* SOURCE PASSAGE
Building businesses, building communities

Published 07 March 2019

A conversation with Dr Lou Conway frequently turns into a conversation about people building communities  — as is the case with International Women’s Day.

“The #balanceforbetter theme is to me a reminder that we are not islands,” says the Director of UNE’s SMART Region Incubator (SRI).

“We build our lives together, women and men, and we must do this with integrity and balance. We make choices about how to be the best parent or partner or friend that we can be, and these choices guide us  through the challenges we encounter.”

Born and bred on a Darling Downs farm, as the youngest of five, Lou grew up embedded in networks of family and community. At the SRI, too, it is about building community.

“What is most powerful for me is that the SRI is about partnerships and  that everyone enters the SRI knowing that they are becoming part of an intentional community dedicated to making things that weren’t there before,” she explains.

“The SRI exists to create start-up businesses that can scale and employ people, and support the prosperity of the New England-North West region. We are partners in this common goal, and to achieve this we have to share — services, expertise and values.”

Her own path to the SRI has taken Lou through some unexpected twists, but each brought new connections, and a renewed belief in the importance of building community.

In the 1980s, as a freshly-graduated Occupational Therapist, she moved from Queensland to Tasmania to help with the rehabilitation of young men who were injured while working in the forestry industry. It was a time of awakening, Lou recalls, “to the connections between consumer advocacy, human services and regional development”.

Her marriage to Phillip brought her to New England, and life with three children and the daily concerns of his family’s large grazing enterprise. When the business was overturned by drought and financial loss, Lou needed to rethink her direction. That rebuilding took her back to study at UNE, and to follow her curiosity about how people, organisations and regions change and innovate.

* WHAT YOU WILL DO
- a) In the Lou Conway article, what does the SMART Region Incubator exist to do?
- b) From the Lou Conway article, extract the passage between "Published 07 March" and "about building community.", inclusive.
- c) Continue the Lou Conway article past its final paragraph.

* EXCERPTED DATA
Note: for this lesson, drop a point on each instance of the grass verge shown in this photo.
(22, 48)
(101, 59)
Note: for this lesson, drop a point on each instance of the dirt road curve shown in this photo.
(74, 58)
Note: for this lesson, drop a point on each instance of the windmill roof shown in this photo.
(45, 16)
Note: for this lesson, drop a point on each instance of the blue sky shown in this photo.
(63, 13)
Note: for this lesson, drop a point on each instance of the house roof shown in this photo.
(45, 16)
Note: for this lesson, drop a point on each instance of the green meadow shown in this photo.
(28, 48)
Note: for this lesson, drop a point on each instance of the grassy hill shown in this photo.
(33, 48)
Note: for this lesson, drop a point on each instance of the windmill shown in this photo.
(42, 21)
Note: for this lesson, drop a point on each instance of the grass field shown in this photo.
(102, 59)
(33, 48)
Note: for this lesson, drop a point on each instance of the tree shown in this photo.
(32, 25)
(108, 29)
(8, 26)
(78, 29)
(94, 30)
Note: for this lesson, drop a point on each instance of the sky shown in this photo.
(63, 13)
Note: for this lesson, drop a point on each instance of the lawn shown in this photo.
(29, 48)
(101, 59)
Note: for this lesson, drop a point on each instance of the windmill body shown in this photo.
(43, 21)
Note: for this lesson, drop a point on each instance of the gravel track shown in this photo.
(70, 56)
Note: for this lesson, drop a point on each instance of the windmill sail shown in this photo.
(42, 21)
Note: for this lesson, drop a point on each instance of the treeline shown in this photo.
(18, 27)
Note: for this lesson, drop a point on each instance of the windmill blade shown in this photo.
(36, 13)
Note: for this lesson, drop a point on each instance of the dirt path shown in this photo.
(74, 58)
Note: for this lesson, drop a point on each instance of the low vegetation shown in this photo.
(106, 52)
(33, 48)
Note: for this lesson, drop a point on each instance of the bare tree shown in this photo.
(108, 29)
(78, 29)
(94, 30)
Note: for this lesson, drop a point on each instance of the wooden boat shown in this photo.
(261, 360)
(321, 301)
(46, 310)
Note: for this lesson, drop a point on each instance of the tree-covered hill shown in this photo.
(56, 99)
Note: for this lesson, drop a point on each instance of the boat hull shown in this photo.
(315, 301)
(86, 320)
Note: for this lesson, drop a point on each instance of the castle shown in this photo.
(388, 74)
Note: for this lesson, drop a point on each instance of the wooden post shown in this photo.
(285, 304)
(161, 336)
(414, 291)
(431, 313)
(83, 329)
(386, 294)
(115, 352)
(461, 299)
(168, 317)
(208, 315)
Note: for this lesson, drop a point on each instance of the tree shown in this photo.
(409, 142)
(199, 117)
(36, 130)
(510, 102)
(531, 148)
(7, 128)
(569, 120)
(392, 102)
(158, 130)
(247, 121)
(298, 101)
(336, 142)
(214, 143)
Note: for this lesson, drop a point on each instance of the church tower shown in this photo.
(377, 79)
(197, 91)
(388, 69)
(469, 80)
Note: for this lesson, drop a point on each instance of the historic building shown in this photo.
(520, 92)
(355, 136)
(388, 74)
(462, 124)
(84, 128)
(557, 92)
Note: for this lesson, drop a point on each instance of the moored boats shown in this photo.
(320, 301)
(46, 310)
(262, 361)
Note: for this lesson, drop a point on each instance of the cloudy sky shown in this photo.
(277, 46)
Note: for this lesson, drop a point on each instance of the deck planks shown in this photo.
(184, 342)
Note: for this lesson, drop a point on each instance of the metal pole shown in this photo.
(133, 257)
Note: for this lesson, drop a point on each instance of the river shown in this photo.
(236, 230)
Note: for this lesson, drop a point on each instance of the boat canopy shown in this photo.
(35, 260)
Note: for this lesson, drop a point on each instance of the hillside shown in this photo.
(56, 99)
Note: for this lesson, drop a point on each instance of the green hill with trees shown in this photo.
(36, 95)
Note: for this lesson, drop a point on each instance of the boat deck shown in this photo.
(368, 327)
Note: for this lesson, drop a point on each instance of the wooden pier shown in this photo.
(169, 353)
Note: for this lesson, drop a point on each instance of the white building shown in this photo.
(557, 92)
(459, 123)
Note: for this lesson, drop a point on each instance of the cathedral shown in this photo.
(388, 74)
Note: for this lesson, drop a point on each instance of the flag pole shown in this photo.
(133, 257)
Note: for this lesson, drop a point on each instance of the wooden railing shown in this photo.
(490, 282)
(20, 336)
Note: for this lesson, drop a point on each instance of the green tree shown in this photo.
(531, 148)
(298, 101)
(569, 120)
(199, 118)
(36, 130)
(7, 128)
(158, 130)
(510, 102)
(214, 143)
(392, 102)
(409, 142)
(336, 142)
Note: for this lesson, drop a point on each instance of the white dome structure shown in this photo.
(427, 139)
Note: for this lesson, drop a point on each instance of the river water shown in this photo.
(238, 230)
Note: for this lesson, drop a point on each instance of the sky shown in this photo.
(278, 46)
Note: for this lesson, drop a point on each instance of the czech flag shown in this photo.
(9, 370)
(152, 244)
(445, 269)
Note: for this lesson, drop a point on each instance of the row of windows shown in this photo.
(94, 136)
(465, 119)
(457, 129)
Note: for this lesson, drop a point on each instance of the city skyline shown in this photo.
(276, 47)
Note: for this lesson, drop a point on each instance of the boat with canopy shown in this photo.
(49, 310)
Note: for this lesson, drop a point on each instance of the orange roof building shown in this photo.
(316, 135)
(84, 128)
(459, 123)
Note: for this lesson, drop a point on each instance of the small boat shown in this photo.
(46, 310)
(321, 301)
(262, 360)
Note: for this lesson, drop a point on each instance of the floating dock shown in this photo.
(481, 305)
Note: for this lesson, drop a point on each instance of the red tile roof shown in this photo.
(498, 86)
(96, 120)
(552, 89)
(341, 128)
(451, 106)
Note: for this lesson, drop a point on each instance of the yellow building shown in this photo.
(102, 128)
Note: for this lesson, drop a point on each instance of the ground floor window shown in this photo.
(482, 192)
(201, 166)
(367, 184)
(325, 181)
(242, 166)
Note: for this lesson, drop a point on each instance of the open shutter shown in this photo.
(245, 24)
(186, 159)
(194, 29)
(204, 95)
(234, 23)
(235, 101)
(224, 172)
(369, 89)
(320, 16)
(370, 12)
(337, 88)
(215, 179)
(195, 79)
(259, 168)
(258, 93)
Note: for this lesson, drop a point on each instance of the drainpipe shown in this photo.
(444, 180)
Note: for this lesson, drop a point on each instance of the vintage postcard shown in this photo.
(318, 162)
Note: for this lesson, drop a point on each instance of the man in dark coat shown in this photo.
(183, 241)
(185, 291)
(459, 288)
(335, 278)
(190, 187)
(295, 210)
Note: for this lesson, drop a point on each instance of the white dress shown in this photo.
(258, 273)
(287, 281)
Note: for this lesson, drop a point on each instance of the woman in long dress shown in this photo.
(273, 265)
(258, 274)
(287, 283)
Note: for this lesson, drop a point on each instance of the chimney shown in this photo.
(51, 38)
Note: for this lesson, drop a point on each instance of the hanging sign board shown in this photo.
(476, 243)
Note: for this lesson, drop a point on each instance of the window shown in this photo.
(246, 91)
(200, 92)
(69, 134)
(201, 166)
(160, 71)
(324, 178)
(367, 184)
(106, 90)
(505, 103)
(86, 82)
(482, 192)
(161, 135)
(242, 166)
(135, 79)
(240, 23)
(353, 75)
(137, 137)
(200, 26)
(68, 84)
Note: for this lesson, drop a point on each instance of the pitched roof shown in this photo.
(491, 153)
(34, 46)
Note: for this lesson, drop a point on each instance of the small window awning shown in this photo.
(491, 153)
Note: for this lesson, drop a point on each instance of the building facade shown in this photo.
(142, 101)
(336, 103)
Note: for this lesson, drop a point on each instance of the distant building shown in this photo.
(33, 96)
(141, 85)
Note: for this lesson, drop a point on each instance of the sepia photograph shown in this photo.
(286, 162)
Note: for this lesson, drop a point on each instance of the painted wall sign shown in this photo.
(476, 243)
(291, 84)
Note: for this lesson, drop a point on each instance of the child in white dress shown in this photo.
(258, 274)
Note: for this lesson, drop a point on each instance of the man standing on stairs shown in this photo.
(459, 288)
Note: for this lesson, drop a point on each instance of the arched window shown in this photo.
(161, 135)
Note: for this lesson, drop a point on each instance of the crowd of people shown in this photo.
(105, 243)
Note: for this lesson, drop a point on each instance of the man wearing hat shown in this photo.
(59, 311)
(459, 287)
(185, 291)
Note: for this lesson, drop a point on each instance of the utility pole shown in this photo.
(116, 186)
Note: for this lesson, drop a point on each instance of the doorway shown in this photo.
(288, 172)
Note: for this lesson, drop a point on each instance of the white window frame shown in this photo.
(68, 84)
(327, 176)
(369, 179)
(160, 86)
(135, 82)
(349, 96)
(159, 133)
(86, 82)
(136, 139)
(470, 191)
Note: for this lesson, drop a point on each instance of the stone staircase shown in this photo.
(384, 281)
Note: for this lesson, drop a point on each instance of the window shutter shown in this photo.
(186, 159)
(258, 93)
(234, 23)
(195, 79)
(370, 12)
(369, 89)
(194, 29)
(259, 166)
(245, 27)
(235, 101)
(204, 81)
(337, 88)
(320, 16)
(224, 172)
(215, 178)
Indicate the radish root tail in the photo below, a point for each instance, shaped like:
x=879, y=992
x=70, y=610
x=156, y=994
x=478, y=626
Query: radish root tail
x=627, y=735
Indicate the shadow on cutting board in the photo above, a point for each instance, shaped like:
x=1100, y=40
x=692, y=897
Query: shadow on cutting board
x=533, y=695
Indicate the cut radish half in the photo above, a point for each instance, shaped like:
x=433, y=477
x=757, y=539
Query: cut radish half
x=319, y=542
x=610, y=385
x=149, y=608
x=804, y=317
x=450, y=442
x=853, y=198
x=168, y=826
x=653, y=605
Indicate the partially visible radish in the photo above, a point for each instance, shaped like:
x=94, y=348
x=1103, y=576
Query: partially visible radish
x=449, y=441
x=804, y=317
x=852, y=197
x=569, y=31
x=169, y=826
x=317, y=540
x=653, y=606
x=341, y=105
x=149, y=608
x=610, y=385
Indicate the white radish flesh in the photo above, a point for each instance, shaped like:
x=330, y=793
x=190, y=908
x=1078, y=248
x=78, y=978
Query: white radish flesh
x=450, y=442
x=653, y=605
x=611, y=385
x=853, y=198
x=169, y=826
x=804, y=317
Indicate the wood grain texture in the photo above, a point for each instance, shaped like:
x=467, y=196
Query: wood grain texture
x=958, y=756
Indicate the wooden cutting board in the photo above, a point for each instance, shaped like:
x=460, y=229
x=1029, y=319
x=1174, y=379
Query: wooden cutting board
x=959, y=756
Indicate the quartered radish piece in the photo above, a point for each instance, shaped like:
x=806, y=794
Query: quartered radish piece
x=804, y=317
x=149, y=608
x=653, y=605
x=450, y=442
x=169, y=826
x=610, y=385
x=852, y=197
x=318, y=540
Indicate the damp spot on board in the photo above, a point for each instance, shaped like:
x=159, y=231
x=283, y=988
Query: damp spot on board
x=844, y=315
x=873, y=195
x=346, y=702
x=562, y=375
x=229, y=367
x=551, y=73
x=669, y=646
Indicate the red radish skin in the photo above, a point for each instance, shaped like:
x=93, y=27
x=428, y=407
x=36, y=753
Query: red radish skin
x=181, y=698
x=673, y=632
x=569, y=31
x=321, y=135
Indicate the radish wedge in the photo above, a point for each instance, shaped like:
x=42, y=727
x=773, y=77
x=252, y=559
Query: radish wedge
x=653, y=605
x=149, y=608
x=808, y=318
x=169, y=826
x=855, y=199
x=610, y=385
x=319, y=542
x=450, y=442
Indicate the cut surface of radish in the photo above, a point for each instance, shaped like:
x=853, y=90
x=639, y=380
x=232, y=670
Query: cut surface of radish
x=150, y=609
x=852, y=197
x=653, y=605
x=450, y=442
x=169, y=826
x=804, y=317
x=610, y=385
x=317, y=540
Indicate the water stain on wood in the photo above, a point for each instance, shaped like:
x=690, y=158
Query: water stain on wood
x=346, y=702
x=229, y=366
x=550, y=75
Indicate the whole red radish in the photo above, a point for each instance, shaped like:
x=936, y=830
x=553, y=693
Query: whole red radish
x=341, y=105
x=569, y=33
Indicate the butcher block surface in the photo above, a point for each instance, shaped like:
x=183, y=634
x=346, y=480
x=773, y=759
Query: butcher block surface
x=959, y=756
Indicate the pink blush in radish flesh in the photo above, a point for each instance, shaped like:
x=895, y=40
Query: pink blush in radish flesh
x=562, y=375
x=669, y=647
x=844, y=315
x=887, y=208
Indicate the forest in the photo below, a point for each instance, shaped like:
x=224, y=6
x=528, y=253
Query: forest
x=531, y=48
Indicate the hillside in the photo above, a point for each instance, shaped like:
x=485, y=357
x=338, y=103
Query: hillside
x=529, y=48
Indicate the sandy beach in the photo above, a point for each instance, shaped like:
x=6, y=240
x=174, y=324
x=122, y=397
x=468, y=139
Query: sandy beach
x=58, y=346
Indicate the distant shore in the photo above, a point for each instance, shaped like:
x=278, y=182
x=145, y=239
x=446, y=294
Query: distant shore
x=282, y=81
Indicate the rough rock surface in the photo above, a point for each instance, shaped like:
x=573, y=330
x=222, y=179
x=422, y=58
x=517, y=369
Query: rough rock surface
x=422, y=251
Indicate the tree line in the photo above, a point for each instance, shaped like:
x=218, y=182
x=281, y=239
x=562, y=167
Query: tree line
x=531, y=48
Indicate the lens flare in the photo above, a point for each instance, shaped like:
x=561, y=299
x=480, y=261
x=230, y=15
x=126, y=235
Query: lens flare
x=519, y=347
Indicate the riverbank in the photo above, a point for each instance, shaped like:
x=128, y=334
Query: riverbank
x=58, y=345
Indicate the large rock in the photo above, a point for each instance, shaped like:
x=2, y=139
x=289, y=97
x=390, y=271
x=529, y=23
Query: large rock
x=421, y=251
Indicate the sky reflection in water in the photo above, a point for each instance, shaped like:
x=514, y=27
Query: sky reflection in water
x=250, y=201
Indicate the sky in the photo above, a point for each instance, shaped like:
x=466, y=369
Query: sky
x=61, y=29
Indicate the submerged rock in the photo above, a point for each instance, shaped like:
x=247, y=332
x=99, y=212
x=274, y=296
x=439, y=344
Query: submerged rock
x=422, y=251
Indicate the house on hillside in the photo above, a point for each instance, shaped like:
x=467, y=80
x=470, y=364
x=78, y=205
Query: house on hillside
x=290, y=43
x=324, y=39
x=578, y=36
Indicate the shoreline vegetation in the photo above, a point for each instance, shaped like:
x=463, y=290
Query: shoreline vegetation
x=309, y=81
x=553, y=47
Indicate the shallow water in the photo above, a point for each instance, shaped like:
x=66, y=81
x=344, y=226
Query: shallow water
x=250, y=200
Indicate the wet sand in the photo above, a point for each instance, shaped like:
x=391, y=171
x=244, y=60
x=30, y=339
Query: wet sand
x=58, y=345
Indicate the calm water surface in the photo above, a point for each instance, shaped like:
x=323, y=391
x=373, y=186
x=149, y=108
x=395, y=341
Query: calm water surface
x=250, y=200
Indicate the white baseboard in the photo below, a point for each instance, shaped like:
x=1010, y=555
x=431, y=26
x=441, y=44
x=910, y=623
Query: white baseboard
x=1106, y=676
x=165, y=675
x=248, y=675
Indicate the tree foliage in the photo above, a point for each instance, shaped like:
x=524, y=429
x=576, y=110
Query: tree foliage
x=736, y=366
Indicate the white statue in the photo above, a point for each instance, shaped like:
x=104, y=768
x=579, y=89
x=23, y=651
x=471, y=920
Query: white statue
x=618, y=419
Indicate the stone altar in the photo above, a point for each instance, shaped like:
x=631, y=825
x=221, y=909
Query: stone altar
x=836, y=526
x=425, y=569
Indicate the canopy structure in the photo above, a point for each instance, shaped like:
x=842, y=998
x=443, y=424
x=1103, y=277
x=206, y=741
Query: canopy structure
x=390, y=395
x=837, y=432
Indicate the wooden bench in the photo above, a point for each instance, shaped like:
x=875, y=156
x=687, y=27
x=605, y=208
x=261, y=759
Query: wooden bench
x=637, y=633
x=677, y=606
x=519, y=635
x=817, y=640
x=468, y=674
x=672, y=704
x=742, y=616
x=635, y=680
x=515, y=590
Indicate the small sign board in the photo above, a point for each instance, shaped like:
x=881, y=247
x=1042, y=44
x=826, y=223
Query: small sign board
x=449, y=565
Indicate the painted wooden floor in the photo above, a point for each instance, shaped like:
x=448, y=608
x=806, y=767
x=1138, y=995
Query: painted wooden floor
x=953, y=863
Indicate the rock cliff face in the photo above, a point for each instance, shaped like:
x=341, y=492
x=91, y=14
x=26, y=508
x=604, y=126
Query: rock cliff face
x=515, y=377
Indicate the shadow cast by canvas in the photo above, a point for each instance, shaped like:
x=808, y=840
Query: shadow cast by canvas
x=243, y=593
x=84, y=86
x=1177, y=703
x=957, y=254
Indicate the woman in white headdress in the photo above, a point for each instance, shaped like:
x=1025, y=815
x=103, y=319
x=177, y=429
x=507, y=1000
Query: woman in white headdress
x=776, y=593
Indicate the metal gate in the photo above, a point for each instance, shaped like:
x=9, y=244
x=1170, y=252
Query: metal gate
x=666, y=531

* WRITTEN RESPONSES
- a) It exists to create start-up businesses that can scale and employ people, and to support the prosperity of the New England-North West region.

- b)
Published 07 March 2019

A conversation with Dr Lou Conway frequently turns into a conversation about people building communities  — as is the case with International Women’s Day.

“The #balanceforbetter theme is to me a reminder that we are not islands,” says the Director of UNE’s SMART Region Incubator (SRI).

“We build our lives together, women and men, and we must do this with integrity and balance. We make choices about how to be the best parent or partner or friend that we can be, and these choices guide us  through the challenges we encounter.”

Born and bred on a Darling Downs farm, as the youngest of five, Lou grew up embedded in networks of family and community. At the SRI, too, it is about building community.

- c)
Her subsequent PhD looked at the practice of regional development governance. “Out of that work, I took away the conviction that change happens when people take charge of their future and make things happen through respect for relationships and collaboration.”

This has become her mantra for the SRI. A start up is ostensibly about business, but Lou thinks that in regional Australia, the commitment to a start-up involves much more than  money.

“Our founders are driven to take the ingredients available to us here in our region — the landscape, the extraordinary talent, this university — and build something of value to others. Their service or product has to solve a problem for someone else.”

“There is something magnanimous in this. It’s not simply about financial success. The risk our founders take means that in some senses these start-ups are humanistic, even philanthropic.”

These aspirations sit well within the environment of UNE, Lou observes. Australia’s first regional university was founded on the belief that a university education should be available to everyone, regardless of their geography.

“We need to create something significant: a strong prosperous region based on meaningful work and productive lives; to have a connected community and to leave things in a better state than we found them.”